■ Teks Halaman ■
========================================
Setidaknya ada dua kerajaan yang nggak bisa ditaklukkan oleh Majapahit yakni Pajajaran dan Pagaruyung. Ya, Maha Patih Gajah Mada dengan Sumpah Hamukti Palapa-nya memang ingin membangkitkan kembali negeri Atlantis yang hilang. Penaklukan Kerajaan Pajajaran gagal, malah terjadi peristiwa yang sangat memilukan di lapangan Bubat, rombongan pengantin dari tanah Sunda itu habis dibantai prajurit Majapahit.
Lalu bagaimana dengan penaklukan
Kerajaan Pagaruyung di tlatah Swarnadwipa alias Pulau Emas alias Sumatera itu?
Gagal maning son (entah duluan yang mana, peristiwa Bubat dulu atawa
datang ke Pagaruyung). Dari peristiwa di Kerajaan Pagaruyung inilah lahir
sebuah legenda asal mula nama Minangkabau.
~oOo~
Arkian, telik sandi Pagaruyung berlari
tergopoh-gopoh melaporkan kepada panglimanya, jika dalam waktu 2 pekan ke depan
prajurit Majapahit akan tiba di perbatasan kerajaan. Melihat pasukan yang
demikian banyak, dapat dipastikan kalau Majapahit hendak menyerang Pagaruyung.
Apalagi sepak terjang Majapahit dalam menaklukkan negeri lain sudah menyebar
seantero dunia.
========================================
■ Daftar Entri ■
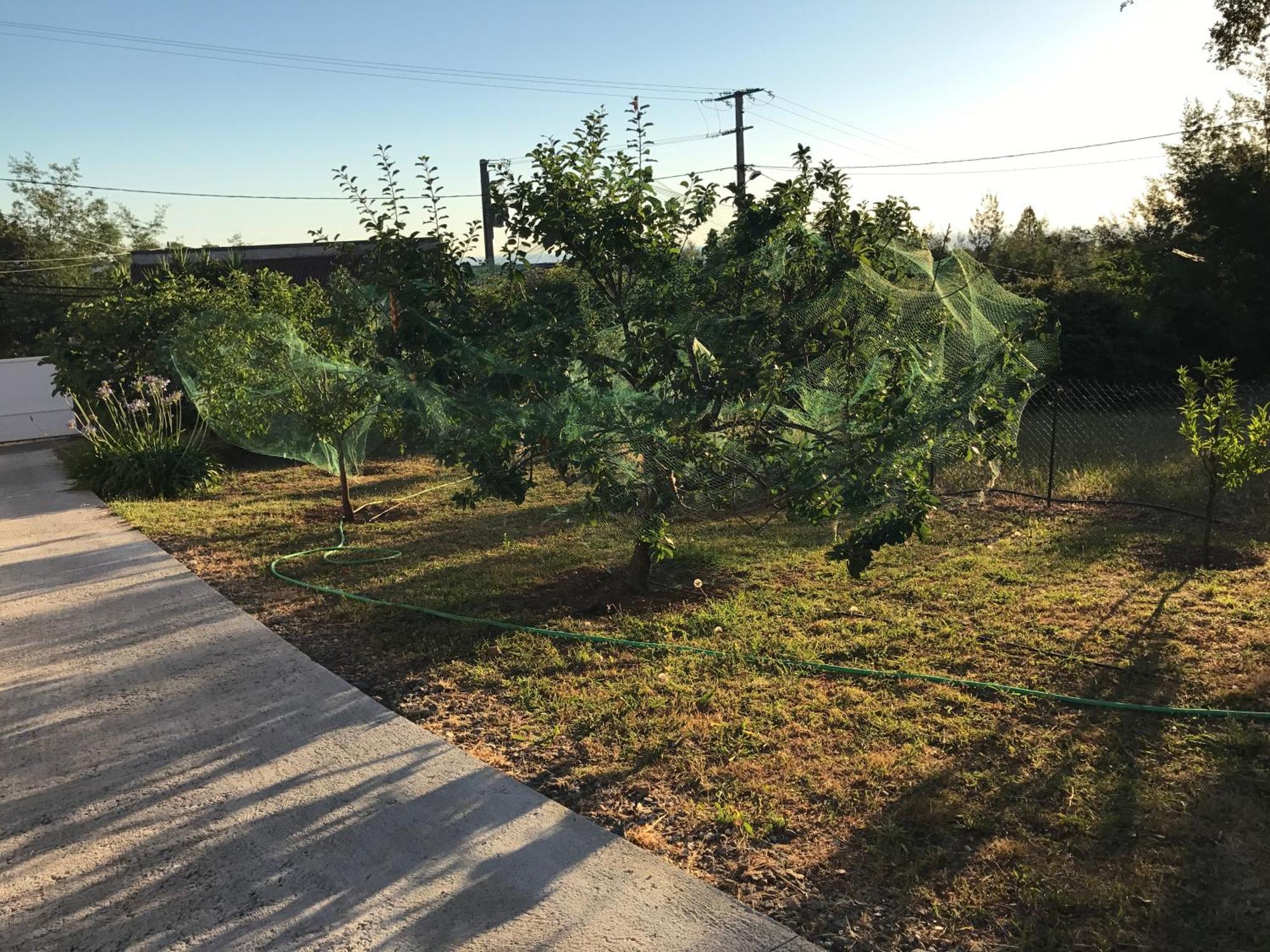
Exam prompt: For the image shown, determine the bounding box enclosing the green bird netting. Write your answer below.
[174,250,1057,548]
========================================
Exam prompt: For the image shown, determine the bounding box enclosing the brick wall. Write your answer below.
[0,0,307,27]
========================================
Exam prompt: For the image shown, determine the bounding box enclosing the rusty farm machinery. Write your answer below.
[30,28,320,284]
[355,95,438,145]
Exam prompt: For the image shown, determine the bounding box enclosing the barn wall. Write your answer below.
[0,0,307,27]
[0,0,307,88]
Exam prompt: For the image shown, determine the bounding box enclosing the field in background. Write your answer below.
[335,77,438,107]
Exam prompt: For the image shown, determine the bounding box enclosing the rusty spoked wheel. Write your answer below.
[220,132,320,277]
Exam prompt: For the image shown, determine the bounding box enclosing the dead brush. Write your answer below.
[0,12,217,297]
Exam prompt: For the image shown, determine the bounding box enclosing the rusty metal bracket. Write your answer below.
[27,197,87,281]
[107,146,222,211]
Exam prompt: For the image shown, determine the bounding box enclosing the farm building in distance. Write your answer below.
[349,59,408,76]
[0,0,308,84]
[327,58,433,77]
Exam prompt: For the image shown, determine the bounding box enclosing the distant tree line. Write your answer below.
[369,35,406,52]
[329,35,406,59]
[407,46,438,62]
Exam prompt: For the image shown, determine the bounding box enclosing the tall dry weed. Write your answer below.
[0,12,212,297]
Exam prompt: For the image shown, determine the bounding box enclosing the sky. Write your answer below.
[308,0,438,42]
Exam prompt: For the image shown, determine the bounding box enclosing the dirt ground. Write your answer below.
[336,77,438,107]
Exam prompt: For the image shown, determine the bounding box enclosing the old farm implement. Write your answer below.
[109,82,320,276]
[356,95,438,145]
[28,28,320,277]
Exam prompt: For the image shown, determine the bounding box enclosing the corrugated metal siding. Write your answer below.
========================================
■ Tugas Wajib ■
a - Menurut teks tentang Majapahit dan Pagaruyung, dua kerajaan manakah yang tidak dapat ditaklukkan oleh Majapahit?
b - Tentukan apakah setiap pernyataan berikut sesuai dengan teks tentang Majapahit dan Pagaruyung, lalu sertakan kutipan penentunya: (i) Penaklukan Kerajaan Pajajaran oleh Majapahit berhasil. (ii) Telik sandi Pagaruyung melaporkan bahwa prajurit Majapahit akan tiba di perbatasan kerajaan dalam waktu dua pekan. (iii) Pulau Emas disebut sebagai nama lain Sumatera.
c - Tuliskan bagian berikutnya dari teks tentang Majapahit dan Pagaruyung, dimulai setelah kalimat terakhir yang tercantum.
Daftar di atas merupakan bahan tersendiri yang terpisah dari teks tentang Majapahit dan Pagaruyung.

■ Jawaban ■
a - Pajajaran dan Pagaruyung.

b -
(i) Tidak: "Penaklukan Kerajaan Pajajaran gagal"
(ii) Ya: "jika dalam waktu 2 pekan ke depan prajurit Majapahit akan tiba di perbatasan kerajaan"
(iii) Ya: "tlatah Swarnadwipa alias Pulau Emas alias Sumatera"

c -
Maka, informasi penting itu segera
sampai di telinga Baginda Raja Pagaruyung. Ungkapan musuh pantang ditolak, jika
pun datang pantang ditolak menjadi motto semangat prajurit
Pagaruyung. Namun, sebagai raja yang arif dan bijaksana, Baginda tak mau
gegabah dalam menentang pasukan Majapahit yang terkenal sangat tangguh itu.
Ia berpikir, bagaimana supaya
peperangan nanti tidak memakan korban yang banyak? Mungkinkah?
Maka Baginda mengumpulkan para
penasihat dan panglima kerajaan untuk menyusun strategi perang. O, semua
strategi perang yang diusulkan semua akan memakan korban dan
menyengsarakan rakyat Pagaruyung. Kemudian, salah seorang penasihat
yang sedari tadi diam saja angkat tangan untuk memberikan sebuah usulan.
“Apa usulmu, Datuk Kyainyo?” tanya
Baginda Raja.
“Dengan cara diplomasi, Bagindo….,” jawab
Datuk Kyainyo mantap.
Secara panjang lebar Datuk Kyainyo
memaparkan rencananya. Semua yang hadir sepakat dengan strategi yang akan
dilaksanakannya itu. Baginda Raja sangat senang dan berharap rencana mereka
dapat berjalan lancar.
~oOo~
Maka, hari yang ditunggu-tunggu itu
tiba. Pasukan Majapahit mendirikan perkemahan di tapal batas Kerajaan
Pagaruyung. Dari kejauhan, penjaga perkemahan melihat iring-iringan puluhan
orang menuju perkemahan pasukan Majapahit. Semakin mendekati perkemahan, sosok
puluhan orang itu terlihat semakin jelas. Orang-orang itu berpakaian adat
Kerajaan Pagaruyung, terdiri dari para gadis nan elok dan pemuda nan rupawan.
Mereka dipimpin oleh seorang lelaki tua, namun ia masih nampak perkasa.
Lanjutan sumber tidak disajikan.